Supplied data Block Start

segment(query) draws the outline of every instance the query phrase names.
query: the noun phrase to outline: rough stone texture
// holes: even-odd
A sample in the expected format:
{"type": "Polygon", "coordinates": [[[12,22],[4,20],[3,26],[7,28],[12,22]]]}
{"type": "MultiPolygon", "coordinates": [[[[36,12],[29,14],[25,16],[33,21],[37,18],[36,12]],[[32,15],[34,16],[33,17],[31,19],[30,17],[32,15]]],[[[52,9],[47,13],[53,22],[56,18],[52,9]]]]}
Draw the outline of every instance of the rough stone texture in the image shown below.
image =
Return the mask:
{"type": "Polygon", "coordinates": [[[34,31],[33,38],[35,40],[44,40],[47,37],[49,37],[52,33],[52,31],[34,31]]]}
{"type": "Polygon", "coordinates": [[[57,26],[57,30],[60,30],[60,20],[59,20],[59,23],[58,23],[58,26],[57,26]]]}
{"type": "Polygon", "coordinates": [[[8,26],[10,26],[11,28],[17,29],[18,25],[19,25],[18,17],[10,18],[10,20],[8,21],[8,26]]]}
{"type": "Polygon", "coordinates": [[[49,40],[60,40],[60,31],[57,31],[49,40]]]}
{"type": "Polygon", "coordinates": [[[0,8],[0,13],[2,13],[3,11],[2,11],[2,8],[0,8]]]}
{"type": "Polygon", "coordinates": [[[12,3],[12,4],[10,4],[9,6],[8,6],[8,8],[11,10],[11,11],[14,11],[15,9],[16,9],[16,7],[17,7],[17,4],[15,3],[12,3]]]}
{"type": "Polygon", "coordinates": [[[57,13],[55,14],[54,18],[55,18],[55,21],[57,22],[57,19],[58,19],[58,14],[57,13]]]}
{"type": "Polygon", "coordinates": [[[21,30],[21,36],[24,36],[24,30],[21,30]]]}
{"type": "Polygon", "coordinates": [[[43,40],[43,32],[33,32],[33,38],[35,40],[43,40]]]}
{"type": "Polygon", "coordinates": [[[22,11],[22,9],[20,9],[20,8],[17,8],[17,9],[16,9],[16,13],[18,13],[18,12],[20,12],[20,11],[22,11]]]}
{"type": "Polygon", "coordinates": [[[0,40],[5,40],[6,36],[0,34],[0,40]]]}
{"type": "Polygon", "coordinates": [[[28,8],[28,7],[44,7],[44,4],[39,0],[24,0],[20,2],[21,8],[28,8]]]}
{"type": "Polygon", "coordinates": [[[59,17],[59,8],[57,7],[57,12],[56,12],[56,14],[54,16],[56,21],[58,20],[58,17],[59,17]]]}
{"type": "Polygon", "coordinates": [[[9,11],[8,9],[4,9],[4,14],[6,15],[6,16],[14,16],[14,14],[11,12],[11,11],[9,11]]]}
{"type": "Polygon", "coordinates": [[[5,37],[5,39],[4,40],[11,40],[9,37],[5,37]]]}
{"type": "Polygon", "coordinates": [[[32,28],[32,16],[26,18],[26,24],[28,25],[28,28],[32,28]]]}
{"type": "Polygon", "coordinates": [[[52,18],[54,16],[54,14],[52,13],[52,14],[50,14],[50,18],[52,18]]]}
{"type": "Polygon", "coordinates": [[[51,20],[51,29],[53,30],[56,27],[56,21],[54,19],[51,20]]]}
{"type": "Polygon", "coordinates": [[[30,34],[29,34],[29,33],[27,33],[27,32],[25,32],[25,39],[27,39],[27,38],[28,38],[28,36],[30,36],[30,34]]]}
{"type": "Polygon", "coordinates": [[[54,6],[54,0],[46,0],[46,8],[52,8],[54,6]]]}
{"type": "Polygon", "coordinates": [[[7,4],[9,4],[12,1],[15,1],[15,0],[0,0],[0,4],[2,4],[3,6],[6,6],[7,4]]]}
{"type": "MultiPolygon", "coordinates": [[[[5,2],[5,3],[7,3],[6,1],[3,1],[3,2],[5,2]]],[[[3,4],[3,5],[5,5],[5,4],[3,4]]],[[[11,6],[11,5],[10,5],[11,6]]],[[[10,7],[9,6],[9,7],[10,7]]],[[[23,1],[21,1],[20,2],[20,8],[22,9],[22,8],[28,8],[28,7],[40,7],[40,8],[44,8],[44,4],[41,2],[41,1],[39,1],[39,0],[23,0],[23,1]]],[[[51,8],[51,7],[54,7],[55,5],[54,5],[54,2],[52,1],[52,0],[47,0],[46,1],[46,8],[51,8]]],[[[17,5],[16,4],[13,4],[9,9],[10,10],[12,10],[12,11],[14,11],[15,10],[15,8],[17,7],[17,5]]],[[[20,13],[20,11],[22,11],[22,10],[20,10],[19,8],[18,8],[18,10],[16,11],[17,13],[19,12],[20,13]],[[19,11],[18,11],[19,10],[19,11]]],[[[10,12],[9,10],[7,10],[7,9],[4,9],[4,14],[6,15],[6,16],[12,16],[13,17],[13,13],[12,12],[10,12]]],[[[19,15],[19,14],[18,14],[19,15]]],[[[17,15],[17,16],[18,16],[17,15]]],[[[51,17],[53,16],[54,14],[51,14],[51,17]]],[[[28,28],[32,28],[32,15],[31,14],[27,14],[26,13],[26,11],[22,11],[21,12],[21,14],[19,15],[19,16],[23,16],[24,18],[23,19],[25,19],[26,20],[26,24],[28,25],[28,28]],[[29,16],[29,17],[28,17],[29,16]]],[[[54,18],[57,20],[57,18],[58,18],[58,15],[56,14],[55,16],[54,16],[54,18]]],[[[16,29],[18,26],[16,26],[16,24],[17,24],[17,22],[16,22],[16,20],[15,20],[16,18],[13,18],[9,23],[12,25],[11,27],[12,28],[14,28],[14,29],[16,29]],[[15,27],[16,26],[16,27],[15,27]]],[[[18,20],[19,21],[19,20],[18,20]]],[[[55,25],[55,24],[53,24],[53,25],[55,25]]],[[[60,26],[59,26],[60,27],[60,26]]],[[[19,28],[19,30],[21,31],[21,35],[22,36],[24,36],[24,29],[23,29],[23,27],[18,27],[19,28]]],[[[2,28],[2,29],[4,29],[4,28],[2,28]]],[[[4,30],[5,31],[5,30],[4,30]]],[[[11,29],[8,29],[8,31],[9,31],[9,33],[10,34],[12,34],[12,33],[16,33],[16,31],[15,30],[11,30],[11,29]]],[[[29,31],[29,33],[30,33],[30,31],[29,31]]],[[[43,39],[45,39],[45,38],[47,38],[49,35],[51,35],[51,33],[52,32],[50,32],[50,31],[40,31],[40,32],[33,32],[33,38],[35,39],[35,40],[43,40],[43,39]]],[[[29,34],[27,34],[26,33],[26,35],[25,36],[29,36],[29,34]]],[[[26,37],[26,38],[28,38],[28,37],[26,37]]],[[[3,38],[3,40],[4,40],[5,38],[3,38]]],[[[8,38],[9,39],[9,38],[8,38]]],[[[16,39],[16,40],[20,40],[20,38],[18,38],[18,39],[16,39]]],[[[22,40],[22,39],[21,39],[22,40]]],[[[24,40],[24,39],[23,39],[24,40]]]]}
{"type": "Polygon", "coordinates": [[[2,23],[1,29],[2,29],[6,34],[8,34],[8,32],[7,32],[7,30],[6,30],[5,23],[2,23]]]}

Supplied data Block End

Task to complete: Find every line in the records above that holds the word "image", and copy each one.

Solved exercise:
Draw the outline of every instance of the rough stone texture in the image shown below.
image =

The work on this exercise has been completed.